- Exercise -
Copy the listing below word for word, leaving out the pictures.

Labels for object points
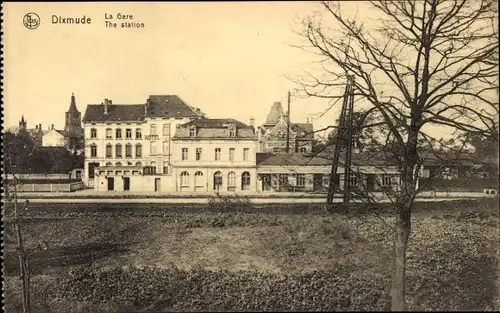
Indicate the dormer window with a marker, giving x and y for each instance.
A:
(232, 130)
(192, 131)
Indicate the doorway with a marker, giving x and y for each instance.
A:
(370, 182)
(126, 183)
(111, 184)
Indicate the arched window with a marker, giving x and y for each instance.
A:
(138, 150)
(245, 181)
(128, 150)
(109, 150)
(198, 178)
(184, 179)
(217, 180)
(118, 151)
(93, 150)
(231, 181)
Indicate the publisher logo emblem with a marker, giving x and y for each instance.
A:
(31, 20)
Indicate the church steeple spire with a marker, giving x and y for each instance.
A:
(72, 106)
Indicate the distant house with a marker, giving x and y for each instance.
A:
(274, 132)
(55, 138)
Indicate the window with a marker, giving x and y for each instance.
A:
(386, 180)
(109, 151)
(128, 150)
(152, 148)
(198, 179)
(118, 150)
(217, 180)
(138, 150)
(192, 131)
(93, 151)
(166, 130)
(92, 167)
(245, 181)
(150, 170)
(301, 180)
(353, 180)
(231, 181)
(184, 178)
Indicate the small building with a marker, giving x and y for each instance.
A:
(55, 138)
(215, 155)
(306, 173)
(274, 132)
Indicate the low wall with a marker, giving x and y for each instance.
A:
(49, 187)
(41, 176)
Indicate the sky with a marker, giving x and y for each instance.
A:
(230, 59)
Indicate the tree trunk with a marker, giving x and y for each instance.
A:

- Task answer -
Indicate the dormer window with a marker, giving x and y for each instance.
A:
(232, 130)
(192, 131)
Indicate the doorway with a marker, giving x and y for each instance.
A:
(370, 182)
(126, 183)
(111, 184)
Indicate the arched window with a marker, giving x and y for each instance.
A:
(138, 150)
(245, 181)
(128, 150)
(109, 150)
(198, 178)
(184, 179)
(217, 180)
(118, 151)
(93, 150)
(231, 181)
Indicate the publisher logo emblem with a marker, giving x and y for each instance.
A:
(31, 20)
Indicate the church steeple spire with a marker, giving x and y for each instance.
A:
(72, 106)
Indicate the distant house with a marker, giving x and y for each instance.
A:
(274, 132)
(55, 138)
Indicate the window with a marker, giving x and y for each instance.
A:
(386, 180)
(109, 151)
(128, 150)
(152, 148)
(198, 179)
(118, 150)
(217, 180)
(138, 150)
(192, 131)
(93, 151)
(166, 130)
(92, 167)
(245, 181)
(150, 170)
(301, 180)
(353, 180)
(231, 181)
(184, 178)
Indicate the small building with a marker, giving x and y for each instance.
A:
(55, 138)
(215, 155)
(306, 173)
(274, 132)
Indicate the low wall with a marker, giving x and y for each instance.
A:
(49, 187)
(41, 176)
Indicate the sky with a marker, giving x and y for each instance.
A:
(230, 59)
Indicate the tree trunk with a marker, giving x and y for each instance.
A:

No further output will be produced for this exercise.